Starting at the line that contains "point: the chrome" and ending at the last line of the records, write those lines out again, requests included. Rescale each x and y coordinate in the answers by multiplying it by 0.4, then round to a whole number, with halves rounded up.
= = = =
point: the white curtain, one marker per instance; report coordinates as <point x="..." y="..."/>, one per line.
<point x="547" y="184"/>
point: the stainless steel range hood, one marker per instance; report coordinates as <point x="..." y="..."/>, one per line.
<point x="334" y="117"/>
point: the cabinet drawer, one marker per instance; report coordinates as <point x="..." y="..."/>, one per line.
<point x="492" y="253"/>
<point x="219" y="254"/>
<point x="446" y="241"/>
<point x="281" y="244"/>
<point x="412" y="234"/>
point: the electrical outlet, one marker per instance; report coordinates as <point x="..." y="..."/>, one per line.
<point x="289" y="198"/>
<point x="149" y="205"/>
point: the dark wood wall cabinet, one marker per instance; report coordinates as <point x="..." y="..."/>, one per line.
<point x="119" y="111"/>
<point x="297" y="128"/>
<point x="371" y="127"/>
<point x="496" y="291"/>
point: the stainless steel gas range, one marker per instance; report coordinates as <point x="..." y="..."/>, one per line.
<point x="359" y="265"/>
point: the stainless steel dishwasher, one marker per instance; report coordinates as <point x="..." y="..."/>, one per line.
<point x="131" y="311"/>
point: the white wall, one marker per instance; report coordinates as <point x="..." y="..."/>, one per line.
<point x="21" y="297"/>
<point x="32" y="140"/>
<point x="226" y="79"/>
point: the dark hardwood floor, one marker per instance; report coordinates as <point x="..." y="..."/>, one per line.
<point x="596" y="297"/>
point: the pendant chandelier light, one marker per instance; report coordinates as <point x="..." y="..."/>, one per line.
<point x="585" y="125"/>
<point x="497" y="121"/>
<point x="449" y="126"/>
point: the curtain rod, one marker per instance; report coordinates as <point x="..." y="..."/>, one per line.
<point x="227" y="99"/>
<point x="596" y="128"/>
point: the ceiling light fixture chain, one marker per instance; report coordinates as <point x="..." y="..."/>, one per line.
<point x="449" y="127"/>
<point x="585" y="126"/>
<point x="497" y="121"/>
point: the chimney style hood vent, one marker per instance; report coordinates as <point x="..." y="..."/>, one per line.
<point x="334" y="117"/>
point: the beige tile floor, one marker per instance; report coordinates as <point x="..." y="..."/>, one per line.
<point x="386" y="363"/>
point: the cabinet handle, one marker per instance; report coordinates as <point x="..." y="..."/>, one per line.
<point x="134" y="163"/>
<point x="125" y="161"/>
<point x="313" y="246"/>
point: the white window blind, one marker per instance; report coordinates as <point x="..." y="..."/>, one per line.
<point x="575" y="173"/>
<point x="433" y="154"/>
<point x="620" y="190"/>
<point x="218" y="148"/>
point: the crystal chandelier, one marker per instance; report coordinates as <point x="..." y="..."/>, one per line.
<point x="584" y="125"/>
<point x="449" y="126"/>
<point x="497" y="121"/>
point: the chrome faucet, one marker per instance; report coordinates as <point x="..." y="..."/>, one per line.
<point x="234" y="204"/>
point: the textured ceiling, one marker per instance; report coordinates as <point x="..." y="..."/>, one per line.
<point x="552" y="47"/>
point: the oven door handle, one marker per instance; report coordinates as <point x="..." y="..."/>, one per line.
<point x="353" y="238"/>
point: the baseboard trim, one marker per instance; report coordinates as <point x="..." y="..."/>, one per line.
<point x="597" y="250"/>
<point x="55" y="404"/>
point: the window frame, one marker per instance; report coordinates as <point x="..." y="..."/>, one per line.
= = = =
• [Solution to the problem]
point: the chrome faucet, one marker per instance; report coordinates as <point x="..." y="..."/>, one per line.
<point x="94" y="82"/>
point: the textured ceiling, one marker per instance; report coordinates as <point x="..." y="..."/>, one per line.
<point x="221" y="19"/>
point: the oven door handle, one marker per instance; report coordinates as <point x="..." y="..."/>, one per line.
<point x="141" y="95"/>
point: the baseboard trim, one marker per instance; report coordinates as <point x="..." y="..."/>, one per line.
<point x="239" y="100"/>
<point x="22" y="162"/>
point: the window frame, one marker per instance; report coordinates as <point x="..." y="..."/>, one per line.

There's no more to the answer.